**Exercise task 1**. In the dog breed thread below, turn the post that starts "alot of people say he is cross" into a short list that keeps its main points.
**Exercise task 2**. Add the next post to the dog breed thread below, following on from its final reply.

**Text to read**.
>> BEGIN

# What breed is he?



## nvenoml

Hey guys just wanted your input on what breed you think he is? He is from a rescue so we do not know for certain what breed he is. Any ideas?


----------



## archiebaby

beautiful dog, i would say definately mastiff x ?


----------



## Guest

Mastiff! Looks full breed to me, as I look after a female mastiff and she looks exactly like him.. and she's KC registered... ?

Gorgeous though


----------



## LostGirl

I would either say Mastiff or Mastiff x Boxer maybe


----------



## nvenoml

alot of people say he is cross, I have seen a few full bull mastiffs and they have longer thicker fur and they have a wider shorter muzzle


----------



## Guest

nvenoml said:


> alot of people say he is cross, I have seen a few full bull mastiffs and they have longer thicker fur and they have a wider shorter muzzle


Well he does look like my friends dog, and as I say, she's a full breed.. but if he is a cross, I'd go with Boxer.


----------



## nvenoml

Have you got a picture of your friends dog? I would really like to see it please 


A few other breeds people have said are:

rhodesian ridgeback cross

American bull dog cross

Pit cross


----------



## Guest

nvenoml said:


> Have you got a picture of your friends dog? I would really like to see it please
> 
> A few other breeds people have said are:
> 
> rhodesian ridgeback cross
> 
> American bull dog cross
> 
> Pit cross


She looks exactly like yours.... lol 
especially the second picture... she even sits like that! sooo cute!

>> END

**Dataset extract**.

>> BEGIN

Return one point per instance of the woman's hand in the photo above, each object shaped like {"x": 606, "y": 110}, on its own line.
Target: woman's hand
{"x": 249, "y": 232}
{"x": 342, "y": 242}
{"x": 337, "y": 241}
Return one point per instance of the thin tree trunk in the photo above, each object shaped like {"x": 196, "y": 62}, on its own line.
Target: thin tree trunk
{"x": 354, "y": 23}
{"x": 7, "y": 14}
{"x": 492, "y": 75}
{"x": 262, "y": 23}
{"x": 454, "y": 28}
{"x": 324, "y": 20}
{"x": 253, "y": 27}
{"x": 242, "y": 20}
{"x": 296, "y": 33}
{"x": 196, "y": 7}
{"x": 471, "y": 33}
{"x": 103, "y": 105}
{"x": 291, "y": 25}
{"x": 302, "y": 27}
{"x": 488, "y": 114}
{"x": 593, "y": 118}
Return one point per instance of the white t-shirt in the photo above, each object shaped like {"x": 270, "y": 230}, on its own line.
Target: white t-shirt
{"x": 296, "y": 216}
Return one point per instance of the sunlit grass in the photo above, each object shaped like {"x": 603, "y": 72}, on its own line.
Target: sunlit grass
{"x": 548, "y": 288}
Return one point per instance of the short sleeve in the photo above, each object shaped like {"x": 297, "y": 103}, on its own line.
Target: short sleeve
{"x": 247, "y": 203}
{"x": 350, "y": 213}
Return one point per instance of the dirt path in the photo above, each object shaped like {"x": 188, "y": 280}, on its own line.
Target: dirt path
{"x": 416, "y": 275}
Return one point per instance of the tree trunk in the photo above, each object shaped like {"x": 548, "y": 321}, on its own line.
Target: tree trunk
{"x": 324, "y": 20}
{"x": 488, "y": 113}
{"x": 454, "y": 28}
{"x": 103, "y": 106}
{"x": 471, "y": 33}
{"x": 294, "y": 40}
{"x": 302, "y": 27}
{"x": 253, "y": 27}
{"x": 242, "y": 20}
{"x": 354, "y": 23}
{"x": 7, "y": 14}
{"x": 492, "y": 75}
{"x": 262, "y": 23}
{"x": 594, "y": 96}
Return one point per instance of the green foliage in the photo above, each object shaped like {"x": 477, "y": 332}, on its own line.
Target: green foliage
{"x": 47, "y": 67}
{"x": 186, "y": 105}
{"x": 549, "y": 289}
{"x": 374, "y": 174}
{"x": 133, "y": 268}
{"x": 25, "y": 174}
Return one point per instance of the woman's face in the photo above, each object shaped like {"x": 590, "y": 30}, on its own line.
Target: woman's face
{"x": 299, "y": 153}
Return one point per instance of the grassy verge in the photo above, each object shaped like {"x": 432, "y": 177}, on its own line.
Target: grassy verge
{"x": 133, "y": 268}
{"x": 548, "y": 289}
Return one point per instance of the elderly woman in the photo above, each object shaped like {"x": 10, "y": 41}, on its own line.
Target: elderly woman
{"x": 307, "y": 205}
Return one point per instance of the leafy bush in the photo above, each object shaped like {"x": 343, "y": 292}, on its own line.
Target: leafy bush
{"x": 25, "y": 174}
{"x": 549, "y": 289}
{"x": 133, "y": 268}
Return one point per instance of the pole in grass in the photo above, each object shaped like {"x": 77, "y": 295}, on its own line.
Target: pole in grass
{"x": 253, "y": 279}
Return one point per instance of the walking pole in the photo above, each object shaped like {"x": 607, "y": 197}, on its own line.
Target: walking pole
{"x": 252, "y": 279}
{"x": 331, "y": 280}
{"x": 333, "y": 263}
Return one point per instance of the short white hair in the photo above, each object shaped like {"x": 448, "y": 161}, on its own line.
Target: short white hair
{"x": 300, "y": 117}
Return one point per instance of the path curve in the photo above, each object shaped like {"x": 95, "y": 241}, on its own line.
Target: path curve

>> END

**Exercise response 1**.
- Many people say he is a cross.
- The full bull mastiffs the poster has seen have longer, thicker fur.
- They also have a wider, shorter muzzle.

**Exercise response 2**.
----------



## nvenoml

Cool I would still like to see a picture of her if its not too much hassle please x


----------



## 3 red dogs

i was going to say he looks like boxer//ridgeback cross, what ever he is, hes awesome.. great pics!


----------



## Nicky09

I'd say boxer/ridgeback mix looks doesn't really look like my friends mastiff but he was a rescue too so no guarantee he's purebred.


----------



## Fleur

Lovely handsome dog.
I would guess, mastiff x with either boxer and or ridgeback.


----------



## Guest

I think bull mastiff X boxer. Very handsome boy


----------



## barzoi

:aureola:I would go with everybody else and say either Bullmastiff x Boxer or Bullmastiff x R Ridgeback,lovely looking dog.Fairly laid back which is great in a dog of his size!


----------



## Guest

I don't have any pictures of her - otherwise I would have posted one.

Next time I see her I will try and get one.


----------



## Guest

He's a handsome dog if ever I saw one!


----------



## Guest

lokks like a mastiff:hand:


----------



## nvenoml

borderer said:


> lokks like a mastiff:hand:


those pictures look like crosses, is he a full english mastiff?


----------



## ad_1980

Wow gorgeous dog


----------



## Guest

bullmastiff - Google Image Search

They all look different... some are slimmer, some are chunky...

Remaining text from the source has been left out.